__Tekst do przeczytania__
::::::::
Śiwa-Śakti
Dyskurs Sathya Sai Baby wygłoszony z okazji święta Gurupurnima w dniu 6 lipca 1963 r.
[Od
redakcji: Niniejszy dyskurs wywołał wyjątkowe poruszenie z dwóch powodów. Po
pierwsze, Sathya Sai zademonstrował Swą boską moc, kiedy to w obecności wszystkich
zgromadzonych, w ciągu kilku sekund uleczył Swe ciało z trwającego osiem dni
paraliżu oraz wyjaśnił, dlaczego takie zdarzenie miało miejsce. Po drugie,
podczas tego dyskursu Swami pierwszy raz wspomniał o swojej następnej –
trzeciej inkarnacji w osobie Prema Sai. Oświadczył, że po opuszczeniu obecnego
ciała ponownie zstąpi na ziemię jako Prema Sai]. To
nie Swami jest chory. To choroba, którą Swami przejął na siebie, by ratować
czyjeś życie. Swami nigdy nie choruje i nie będzie chorował. Wszyscy musicie
być szczęśliwi, bowiem tylko wasze szczęście może uczynić Swamiego szczęśliwym.
::::::::
__Dostarczone dane__
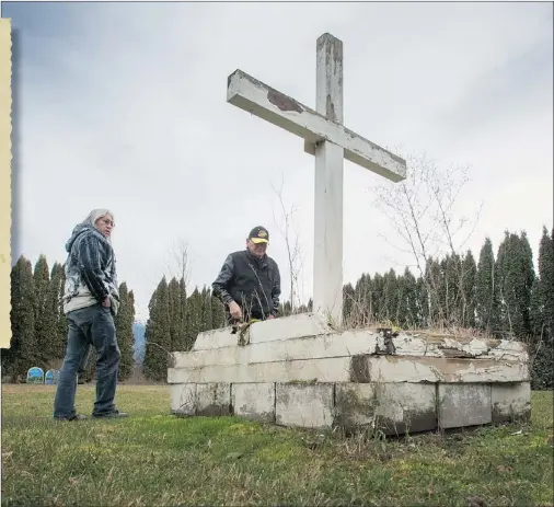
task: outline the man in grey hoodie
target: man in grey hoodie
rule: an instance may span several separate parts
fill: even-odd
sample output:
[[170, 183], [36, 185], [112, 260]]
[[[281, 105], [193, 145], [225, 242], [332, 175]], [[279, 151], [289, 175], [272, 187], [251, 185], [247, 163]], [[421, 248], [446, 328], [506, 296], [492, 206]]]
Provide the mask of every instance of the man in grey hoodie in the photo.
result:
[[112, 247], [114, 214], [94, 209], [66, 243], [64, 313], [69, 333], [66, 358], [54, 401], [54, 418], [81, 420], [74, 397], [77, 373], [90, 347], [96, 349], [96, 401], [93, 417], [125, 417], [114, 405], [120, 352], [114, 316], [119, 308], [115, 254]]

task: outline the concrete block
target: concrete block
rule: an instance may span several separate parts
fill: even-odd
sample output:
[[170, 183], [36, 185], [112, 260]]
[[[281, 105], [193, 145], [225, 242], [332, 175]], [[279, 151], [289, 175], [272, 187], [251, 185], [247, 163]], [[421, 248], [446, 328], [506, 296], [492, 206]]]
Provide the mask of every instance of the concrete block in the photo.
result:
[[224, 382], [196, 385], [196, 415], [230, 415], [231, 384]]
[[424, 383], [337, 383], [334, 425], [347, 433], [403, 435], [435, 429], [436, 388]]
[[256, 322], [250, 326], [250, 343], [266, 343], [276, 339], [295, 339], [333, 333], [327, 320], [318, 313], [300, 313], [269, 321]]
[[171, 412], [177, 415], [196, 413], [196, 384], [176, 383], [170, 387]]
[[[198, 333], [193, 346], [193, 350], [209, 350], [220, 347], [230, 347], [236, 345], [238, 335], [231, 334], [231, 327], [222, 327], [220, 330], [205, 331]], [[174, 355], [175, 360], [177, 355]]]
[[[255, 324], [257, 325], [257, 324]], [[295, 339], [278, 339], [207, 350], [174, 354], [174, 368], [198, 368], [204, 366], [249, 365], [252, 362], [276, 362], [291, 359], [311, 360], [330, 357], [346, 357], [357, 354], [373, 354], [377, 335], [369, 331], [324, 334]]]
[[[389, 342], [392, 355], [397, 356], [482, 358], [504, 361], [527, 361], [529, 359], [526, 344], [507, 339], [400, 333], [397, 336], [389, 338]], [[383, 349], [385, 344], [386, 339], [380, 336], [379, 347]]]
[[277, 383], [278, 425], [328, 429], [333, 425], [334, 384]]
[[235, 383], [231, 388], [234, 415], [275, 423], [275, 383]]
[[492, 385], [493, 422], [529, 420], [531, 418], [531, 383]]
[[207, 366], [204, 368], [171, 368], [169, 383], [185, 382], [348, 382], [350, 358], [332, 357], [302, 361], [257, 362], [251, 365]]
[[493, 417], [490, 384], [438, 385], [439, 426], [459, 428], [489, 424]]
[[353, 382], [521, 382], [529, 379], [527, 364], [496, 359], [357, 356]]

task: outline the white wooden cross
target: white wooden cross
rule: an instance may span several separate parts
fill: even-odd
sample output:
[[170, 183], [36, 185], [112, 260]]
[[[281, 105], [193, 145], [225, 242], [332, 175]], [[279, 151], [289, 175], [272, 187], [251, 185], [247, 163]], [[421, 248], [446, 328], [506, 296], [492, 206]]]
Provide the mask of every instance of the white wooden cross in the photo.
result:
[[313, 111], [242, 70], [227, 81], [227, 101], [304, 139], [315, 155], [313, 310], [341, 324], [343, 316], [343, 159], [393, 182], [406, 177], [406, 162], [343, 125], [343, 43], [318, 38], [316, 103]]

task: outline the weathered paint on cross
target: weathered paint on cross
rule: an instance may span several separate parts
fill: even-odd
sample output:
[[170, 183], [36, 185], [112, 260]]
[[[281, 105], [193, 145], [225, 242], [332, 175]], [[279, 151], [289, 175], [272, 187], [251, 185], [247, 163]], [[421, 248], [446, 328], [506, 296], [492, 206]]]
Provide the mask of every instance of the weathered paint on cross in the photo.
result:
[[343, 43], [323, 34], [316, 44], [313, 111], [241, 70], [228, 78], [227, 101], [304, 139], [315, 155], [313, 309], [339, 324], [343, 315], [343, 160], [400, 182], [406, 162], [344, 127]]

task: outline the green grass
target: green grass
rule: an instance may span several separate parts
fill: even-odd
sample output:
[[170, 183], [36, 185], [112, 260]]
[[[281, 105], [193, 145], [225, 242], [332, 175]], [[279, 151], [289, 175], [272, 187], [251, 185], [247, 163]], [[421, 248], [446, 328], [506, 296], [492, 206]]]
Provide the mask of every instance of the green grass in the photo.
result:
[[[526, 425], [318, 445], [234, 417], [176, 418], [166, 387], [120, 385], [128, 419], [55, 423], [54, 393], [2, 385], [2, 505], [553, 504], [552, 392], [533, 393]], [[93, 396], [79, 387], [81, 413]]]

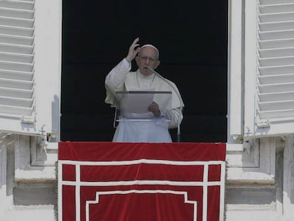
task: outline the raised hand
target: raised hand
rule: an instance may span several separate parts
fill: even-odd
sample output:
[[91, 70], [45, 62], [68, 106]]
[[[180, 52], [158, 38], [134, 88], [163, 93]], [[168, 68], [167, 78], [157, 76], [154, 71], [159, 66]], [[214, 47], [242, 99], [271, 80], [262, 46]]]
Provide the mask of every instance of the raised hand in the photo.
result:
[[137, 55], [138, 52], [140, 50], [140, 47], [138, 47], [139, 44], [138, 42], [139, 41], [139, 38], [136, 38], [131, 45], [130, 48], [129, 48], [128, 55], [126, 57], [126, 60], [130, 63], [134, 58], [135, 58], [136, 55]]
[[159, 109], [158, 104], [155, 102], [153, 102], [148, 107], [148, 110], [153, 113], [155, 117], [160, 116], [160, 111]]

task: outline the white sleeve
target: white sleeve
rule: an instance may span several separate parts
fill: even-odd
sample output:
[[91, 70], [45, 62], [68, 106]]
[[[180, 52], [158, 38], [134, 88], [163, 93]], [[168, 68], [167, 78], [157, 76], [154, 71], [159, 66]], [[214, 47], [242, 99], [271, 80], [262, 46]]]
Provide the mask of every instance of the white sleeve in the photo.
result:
::::::::
Powtórz słowo w słowo cały tekst o dyskursie Śiwa-Śakti.

Śiwa-Śakti
Dyskurs Sathya Sai Baby wygłoszony z okazji święta Gurupurnima w dniu 6 lipca 1963 r.
[Od
redakcji: Niniejszy dyskurs wywołał wyjątkowe poruszenie z dwóch powodów. Po
pierwsze, Sathya Sai zademonstrował Swą boską moc, kiedy to w obecności wszystkich
zgromadzonych, w ciągu kilku sekund uleczył Swe ciało z trwającego osiem dni
paraliżu oraz wyjaśnił, dlaczego takie zdarzenie miało miejsce. Po drugie,
podczas tego dyskursu Swami pierwszy raz wspomniał o swojej następnej –
trzeciej inkarnacji w osobie Prema Sai. Oświadczył, że po opuszczeniu obecnego
ciała ponownie zstąpi na ziemię jako Prema Sai]. To
nie Swami jest chory. To choroba, którą Swami przejął na siebie, by ratować
czyjeś życie. Swami nigdy nie choruje i nie będzie chorował. Wszyscy musicie
być szczęśliwi, bowiem tylko wasze szczęście może uczynić Swamiego szczęśliwym.